> [Texte source]:
Les très nombreuses et incessantes polémiques que suscitèrent depuis trois ans les manifestations du groupe symboliste rappellent les grandes luttes qui, en ce siècle, signalèrent l’essor du romantisme et du naturalisme.

Sans vouloir préjuger de l’avenir probablement heureux qu’atteindront les efforts de cette littérature neuve il demeure aujourd’hui indéniable que l’attention du dilettante se doit astreindre à connaître des œuvres si bruyamment discutées.

Or, le plus considérable reproche vise l’étrangeté des termes mis en usage par ces œuvres. On en conclut à une pernicieuse difficulté de lecture pour quiconque n’est point initié au prestige hermétique des vocables.

Aussi semble-t-elle opportune la publication d’un glossaire capable d’aplanir le malentendu et de simplifier l’initiation.

Bien qu’il se garde de prétendre à une nomenclature rigoureusement complète et amplement savante, cet opuscule pourra du moins servir à guider l’esprit hésitant du lecteur novice. Il mentionnera la signification précise de tous les termes rares qu’on ne rencontre point dans les lexiques ordinaires et même celle des mots que délaissent d’habitude les pauvres vocabulaires de nos écrivains en renom.

(Extraits de données d'annotation par points)
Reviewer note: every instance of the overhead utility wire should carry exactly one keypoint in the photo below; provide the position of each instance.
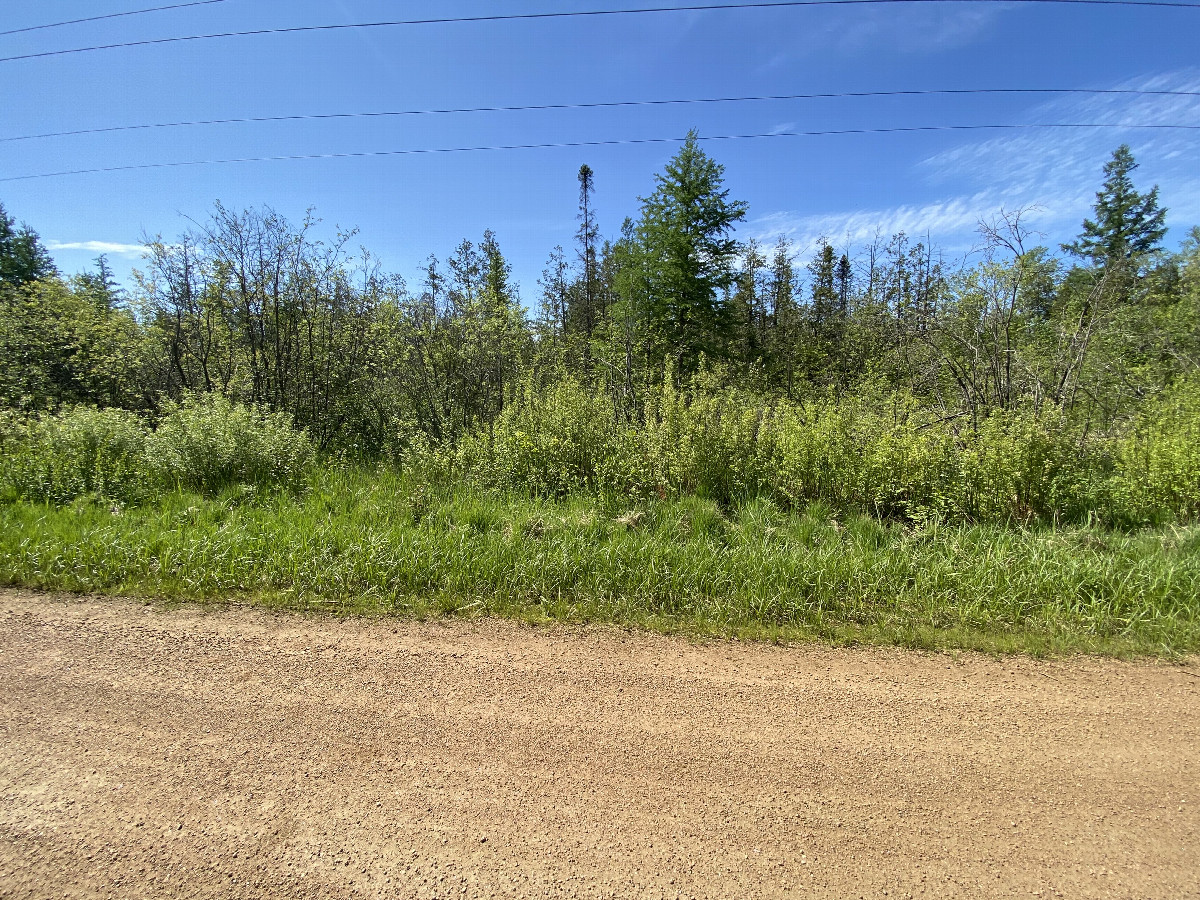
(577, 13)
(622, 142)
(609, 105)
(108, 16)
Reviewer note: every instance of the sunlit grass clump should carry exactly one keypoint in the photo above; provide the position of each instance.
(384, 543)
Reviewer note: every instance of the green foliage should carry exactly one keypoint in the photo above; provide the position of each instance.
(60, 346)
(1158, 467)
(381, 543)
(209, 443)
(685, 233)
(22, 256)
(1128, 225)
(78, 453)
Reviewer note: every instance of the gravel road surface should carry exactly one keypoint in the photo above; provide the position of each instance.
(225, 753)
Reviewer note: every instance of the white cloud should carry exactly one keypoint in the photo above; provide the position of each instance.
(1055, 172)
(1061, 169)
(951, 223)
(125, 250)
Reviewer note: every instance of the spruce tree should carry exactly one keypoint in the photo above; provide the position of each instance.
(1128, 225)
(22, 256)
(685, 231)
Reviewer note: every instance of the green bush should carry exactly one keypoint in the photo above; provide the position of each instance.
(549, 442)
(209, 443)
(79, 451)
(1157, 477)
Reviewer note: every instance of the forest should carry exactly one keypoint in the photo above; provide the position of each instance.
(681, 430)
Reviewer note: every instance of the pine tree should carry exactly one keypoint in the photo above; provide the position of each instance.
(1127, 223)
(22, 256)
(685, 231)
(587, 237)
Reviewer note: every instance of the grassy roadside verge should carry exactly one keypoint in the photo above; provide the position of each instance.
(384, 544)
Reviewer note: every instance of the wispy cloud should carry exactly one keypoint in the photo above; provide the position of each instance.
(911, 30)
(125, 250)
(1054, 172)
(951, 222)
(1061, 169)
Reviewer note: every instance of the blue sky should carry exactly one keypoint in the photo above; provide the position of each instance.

...

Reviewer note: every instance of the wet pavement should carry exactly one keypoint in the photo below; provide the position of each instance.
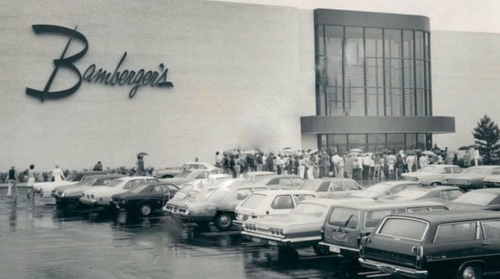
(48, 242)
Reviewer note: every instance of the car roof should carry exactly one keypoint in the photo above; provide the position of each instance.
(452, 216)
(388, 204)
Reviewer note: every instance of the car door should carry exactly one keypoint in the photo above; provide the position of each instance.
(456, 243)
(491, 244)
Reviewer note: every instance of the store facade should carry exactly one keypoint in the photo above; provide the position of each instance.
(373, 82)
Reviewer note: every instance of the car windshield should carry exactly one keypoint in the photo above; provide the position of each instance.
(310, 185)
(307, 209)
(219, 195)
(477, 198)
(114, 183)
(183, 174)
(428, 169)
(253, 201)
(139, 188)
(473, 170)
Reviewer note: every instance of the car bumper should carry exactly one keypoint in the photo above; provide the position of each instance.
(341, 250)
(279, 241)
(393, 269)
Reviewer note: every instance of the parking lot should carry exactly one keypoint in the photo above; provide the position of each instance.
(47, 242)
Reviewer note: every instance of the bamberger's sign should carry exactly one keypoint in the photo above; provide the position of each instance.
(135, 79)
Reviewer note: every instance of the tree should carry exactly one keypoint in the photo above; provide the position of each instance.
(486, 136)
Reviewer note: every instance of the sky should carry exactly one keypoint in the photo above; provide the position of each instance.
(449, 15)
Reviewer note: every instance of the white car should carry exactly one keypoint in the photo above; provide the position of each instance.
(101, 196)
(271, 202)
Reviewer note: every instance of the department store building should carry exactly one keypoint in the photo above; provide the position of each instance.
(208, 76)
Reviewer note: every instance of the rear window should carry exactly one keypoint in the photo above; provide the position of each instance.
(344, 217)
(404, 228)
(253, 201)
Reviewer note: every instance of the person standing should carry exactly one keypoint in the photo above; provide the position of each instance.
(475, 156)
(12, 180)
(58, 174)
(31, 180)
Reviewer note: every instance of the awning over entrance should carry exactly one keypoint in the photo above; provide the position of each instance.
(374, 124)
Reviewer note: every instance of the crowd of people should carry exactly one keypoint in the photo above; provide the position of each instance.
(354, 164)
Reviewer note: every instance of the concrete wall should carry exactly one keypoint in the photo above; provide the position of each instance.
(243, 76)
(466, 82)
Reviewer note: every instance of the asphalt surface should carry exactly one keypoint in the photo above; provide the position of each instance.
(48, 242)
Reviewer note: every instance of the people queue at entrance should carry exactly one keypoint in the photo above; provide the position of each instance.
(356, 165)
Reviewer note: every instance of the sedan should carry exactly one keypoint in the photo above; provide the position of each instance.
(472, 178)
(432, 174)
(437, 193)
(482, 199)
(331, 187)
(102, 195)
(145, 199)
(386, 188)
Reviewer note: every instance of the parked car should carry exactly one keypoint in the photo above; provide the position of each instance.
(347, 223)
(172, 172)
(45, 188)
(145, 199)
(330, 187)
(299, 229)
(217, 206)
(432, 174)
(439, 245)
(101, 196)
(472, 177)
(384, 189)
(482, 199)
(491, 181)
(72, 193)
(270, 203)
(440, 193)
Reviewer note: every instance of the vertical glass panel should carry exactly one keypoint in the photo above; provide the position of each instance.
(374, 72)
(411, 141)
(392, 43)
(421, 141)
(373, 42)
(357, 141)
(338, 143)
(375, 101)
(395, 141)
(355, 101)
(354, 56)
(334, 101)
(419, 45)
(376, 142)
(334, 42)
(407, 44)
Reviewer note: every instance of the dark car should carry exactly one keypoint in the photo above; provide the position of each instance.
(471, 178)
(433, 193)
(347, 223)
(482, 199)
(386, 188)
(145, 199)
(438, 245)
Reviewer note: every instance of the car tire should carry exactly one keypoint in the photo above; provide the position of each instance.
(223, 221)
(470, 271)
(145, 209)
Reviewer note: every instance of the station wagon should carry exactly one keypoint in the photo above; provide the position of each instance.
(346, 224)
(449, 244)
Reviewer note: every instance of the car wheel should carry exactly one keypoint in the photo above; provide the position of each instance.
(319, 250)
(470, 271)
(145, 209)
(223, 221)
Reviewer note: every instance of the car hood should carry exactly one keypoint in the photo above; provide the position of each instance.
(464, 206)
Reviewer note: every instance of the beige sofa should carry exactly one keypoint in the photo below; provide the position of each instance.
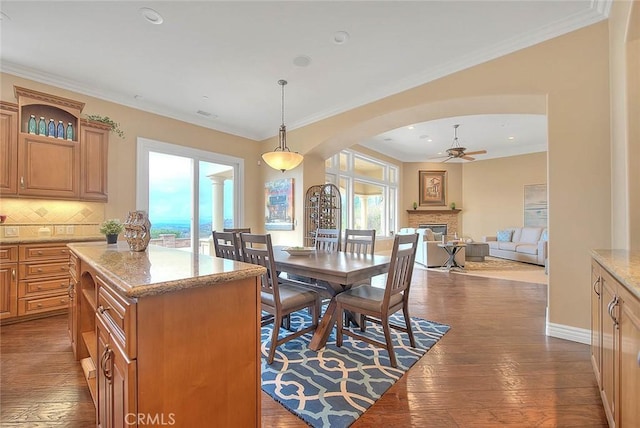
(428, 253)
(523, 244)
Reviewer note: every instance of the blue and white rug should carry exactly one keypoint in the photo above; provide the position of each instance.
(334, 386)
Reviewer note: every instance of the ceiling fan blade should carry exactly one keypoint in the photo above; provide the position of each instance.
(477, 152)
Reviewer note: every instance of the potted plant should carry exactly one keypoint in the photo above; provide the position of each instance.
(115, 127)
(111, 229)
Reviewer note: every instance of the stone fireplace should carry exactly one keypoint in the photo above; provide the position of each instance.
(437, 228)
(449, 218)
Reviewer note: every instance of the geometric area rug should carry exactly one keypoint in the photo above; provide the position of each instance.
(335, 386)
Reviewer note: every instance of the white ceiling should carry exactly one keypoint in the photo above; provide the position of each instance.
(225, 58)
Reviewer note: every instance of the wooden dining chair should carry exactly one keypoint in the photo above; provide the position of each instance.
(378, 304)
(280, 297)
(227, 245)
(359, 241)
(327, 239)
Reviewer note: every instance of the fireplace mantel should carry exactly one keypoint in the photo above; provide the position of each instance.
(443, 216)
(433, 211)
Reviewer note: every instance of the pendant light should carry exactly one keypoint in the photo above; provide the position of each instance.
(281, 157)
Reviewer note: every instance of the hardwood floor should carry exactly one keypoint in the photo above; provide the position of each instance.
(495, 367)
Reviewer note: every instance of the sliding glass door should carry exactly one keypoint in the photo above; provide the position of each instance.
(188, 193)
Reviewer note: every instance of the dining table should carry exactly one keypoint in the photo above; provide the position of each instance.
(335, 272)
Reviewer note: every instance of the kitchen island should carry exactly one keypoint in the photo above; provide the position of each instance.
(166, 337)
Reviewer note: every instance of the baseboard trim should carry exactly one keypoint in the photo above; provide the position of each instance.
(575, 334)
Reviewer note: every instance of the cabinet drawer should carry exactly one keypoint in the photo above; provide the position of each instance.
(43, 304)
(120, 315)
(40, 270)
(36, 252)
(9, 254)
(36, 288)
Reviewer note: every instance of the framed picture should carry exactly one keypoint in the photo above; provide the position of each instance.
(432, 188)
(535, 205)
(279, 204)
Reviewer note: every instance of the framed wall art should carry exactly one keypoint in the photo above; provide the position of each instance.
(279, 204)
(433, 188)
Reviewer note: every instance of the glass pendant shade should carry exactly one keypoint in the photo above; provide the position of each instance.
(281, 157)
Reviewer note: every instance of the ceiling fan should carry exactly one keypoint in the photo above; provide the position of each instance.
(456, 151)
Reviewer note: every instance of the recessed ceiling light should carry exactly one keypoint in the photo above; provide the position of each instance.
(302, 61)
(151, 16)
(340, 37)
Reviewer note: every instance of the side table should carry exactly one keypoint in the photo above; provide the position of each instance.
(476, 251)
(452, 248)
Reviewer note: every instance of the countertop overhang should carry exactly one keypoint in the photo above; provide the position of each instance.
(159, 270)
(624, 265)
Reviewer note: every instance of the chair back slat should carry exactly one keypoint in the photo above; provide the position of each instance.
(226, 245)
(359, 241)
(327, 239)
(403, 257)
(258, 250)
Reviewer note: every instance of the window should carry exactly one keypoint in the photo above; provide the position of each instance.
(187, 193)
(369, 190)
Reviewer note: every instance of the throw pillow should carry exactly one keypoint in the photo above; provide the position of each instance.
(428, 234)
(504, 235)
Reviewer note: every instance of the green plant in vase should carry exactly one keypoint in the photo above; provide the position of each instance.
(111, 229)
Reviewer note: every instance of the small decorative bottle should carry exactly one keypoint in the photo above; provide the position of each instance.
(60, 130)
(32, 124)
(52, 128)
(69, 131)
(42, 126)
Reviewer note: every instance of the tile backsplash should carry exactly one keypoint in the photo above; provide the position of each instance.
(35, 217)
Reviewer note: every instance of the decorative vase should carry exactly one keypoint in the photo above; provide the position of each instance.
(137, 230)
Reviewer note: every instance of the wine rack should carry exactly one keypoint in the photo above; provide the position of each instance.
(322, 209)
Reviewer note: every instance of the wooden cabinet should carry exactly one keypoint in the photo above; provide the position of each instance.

...

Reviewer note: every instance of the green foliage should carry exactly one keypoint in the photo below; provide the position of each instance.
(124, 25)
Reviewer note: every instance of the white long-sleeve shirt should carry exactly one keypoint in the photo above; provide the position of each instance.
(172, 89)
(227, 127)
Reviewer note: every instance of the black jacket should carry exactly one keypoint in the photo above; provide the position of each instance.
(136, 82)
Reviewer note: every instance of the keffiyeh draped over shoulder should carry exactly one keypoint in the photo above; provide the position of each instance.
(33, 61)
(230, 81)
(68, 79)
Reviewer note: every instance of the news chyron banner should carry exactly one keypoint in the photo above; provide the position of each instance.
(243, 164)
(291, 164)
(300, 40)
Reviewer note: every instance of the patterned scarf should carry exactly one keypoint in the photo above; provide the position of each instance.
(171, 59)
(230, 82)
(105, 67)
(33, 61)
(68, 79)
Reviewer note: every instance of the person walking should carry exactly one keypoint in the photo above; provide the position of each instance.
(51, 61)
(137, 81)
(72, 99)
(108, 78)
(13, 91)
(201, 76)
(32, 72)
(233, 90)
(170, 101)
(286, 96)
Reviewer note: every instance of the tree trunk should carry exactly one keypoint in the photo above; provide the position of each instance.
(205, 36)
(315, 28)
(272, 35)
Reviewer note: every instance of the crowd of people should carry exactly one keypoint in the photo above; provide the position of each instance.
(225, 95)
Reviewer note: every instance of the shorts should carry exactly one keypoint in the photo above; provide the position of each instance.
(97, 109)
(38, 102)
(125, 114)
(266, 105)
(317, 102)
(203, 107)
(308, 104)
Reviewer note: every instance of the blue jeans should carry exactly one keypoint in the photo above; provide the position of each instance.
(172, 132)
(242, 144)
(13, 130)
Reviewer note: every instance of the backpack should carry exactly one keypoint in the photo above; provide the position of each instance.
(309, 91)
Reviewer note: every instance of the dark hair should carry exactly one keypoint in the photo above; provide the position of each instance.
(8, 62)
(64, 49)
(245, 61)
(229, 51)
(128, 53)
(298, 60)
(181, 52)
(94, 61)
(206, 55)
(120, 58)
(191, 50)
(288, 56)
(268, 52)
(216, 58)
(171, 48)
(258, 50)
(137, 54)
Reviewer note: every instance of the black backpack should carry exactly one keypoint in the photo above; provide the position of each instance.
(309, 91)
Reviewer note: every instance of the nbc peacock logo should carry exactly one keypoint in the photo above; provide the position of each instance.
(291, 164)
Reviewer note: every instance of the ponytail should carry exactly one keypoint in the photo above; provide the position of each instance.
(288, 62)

> [Consignes]: Extrayez en entier le texte sur le glossaire symboliste, mot pour mot et sans rien y changer.

> [Réponse]:
Les très nombreuses et incessantes polémiques que suscitèrent depuis trois ans les manifestations du groupe symboliste rappellent les grandes luttes qui, en ce siècle, signalèrent l’essor du romantisme et du naturalisme.

Sans vouloir préjuger de l’avenir probablement heureux qu’atteindront les efforts de cette littérature neuve il demeure aujourd’hui indéniable que l’attention du dilettante se doit astreindre à connaître des œuvres si bruyamment discutées.

Or, le plus considérable reproche vise l’étrangeté des termes mis en usage par ces œuvres. On en conclut à une pernicieuse difficulté de lecture pour quiconque n’est point initié au prestige hermétique des vocables.

Aussi semble-t-elle opportune la publication d’un glossaire capable d’aplanir le malentendu et de simplifier l’initiation.

Bien qu’il se garde de prétendre à une nomenclature rigoureusement complète et amplement savante, cet opuscule pourra du moins servir à guider l’esprit hésitant du lecteur novice. Il mentionnera la signification précise de tous les termes rares qu’on ne rencontre point dans les lexiques ordinaires et même celle des mots que délaissent d’habitude les pauvres vocabulaires de nos écrivains en renom.